Text passage -
____________________

I feel old

It finally happened. The check for my regular order at a restaurant I frequent was less than I expected so I looked at how the waitress rang it up for the receipt. And there I saw it – senior citizen discount.

Sure I’ve got a bit of gray in my beard and I need a walker to get around, but it’s not like I asked for a discount. I haven’t even gotten my first AARP solicitation!

I am only 46 years old.

So, Dopers, when did you get the old person treatment for the first time?

Aw, man. That’s way too young for a senior discount. Oh, well cheaper food’s a plus in my book.:slight_smile:

My daughter’s first job was at the local IHOP*. I went to eat as her “customer” and as she was checking me out I kidded her about giving me a discount. She did and handed me the receipt with “Senior Discount” on it.
*International House of Pancakes for non-USians. Large chain here in the US, at least in the south.

I had my ‘I feel old’ moment a few weeks ago when I visited my regular doctor for the knee pain I was experiencing. She advised a cortisone shot and said that she would have another Dr actually give me the shot. A few minutes late, this … kid … steps in and proceeds to inject my knee.

It’s a little disconcerting when your doctor is noticeably younger than you.

LOL - I remember like 15 years ago I was bringing my kids to the pediatrician and when the doctor walked in I almost blurted out “What are you? 12?!”

My husband is about 3 years younger than I am. He’s also lost much of his hair and his beard is almost white. He’s been getting automatic senior discounts for years, and I’ve never been offered one - no gray, yanno. (no, I don’t color my hair.)

____________________

Set down the part of the thread about feeling old between "Aw, man. That’s" and "inject my knee.", inclusive, word for word.

____________________

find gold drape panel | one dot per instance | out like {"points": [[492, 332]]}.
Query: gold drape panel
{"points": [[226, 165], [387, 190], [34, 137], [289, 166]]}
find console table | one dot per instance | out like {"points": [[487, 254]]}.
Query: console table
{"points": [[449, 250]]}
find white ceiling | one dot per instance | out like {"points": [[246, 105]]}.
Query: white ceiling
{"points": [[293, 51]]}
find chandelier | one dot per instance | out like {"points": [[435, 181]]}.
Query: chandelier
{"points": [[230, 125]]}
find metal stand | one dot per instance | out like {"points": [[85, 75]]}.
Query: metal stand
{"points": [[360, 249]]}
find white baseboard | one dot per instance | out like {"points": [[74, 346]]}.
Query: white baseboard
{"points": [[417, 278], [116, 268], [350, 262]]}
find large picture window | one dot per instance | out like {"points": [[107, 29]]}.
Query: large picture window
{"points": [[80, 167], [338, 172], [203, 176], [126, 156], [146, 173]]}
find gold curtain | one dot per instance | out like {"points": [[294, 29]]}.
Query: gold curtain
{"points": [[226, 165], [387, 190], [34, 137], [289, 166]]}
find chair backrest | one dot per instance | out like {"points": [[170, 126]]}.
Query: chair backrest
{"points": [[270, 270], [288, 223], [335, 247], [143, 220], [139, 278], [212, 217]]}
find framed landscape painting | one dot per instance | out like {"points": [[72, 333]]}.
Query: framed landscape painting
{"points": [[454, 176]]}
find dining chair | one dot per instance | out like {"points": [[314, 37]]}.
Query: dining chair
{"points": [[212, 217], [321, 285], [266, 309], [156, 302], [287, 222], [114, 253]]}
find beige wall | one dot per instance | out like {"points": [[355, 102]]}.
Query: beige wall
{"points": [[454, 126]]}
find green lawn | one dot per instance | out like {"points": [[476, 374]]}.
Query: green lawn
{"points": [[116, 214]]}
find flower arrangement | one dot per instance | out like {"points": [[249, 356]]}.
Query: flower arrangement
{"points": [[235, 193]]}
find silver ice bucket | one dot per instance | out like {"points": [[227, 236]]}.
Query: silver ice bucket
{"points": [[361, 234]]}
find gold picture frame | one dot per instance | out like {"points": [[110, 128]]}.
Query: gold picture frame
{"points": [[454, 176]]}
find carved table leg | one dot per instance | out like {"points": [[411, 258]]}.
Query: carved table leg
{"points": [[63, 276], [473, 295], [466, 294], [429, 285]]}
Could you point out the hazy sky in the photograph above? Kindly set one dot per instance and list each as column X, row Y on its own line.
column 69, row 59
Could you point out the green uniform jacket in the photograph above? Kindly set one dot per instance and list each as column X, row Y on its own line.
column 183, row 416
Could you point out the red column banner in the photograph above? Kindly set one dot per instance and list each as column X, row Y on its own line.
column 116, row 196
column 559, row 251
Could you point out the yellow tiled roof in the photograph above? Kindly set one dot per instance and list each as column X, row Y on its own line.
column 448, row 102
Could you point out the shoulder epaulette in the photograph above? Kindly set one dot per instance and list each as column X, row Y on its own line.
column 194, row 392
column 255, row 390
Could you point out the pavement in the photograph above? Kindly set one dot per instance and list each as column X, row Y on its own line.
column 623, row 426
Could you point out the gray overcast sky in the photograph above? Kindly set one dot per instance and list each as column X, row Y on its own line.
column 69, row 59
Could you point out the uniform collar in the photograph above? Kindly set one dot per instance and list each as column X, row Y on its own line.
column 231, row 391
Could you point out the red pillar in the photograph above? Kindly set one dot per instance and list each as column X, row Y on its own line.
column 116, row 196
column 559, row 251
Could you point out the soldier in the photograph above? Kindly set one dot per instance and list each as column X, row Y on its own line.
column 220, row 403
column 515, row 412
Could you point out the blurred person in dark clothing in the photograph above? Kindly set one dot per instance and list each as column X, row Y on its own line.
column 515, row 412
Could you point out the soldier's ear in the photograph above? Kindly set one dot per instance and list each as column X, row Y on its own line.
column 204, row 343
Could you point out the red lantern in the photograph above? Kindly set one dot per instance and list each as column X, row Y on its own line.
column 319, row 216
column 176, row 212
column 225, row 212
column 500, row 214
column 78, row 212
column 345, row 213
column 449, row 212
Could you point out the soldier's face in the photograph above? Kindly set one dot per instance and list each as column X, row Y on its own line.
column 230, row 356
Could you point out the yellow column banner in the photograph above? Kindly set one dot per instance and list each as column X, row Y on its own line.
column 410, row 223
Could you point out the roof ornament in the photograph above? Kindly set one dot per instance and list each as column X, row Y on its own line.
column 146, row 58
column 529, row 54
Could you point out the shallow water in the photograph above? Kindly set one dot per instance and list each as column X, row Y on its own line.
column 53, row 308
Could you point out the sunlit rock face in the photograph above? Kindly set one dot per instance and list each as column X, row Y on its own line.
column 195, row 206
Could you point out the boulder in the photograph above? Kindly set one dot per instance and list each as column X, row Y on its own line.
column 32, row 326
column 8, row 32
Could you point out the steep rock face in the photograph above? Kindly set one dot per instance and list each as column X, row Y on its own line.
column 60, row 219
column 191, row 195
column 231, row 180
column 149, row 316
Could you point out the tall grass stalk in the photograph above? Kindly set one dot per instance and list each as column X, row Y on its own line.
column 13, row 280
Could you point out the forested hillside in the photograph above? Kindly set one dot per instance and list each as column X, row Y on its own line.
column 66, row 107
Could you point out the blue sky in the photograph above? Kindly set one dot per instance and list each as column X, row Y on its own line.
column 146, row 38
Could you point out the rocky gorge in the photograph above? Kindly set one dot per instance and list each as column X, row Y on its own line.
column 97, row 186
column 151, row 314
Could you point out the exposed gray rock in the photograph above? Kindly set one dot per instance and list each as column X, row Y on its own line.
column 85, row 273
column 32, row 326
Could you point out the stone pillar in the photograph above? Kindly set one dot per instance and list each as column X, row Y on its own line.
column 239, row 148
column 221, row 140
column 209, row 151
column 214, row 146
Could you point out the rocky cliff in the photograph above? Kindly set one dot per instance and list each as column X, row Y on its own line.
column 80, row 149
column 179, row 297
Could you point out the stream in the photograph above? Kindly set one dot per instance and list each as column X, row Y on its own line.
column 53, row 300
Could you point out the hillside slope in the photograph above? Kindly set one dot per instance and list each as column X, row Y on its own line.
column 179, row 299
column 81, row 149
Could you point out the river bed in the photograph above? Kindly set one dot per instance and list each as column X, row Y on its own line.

____________________

Response -
Aw, man. That’s way too young for a senior discount. Oh, well cheaper food’s a plus in my book.:slight_smile:

My daughter’s first job was at the local IHOP*. I went to eat as her “customer” and as she was checking me out I kidded her about giving me a discount. She did and handed me the receipt with “Senior Discount” on it.
*International House of Pancakes for non-USians. Large chain here in the US, at least in the south.

I had my ‘I feel old’ moment a few weeks ago when I visited my regular doctor for the knee pain I was experiencing. She advised a cortisone shot and said that she would have another Dr actually give me the shot. A few minutes late, this … kid … steps in and proceeds to inject my knee.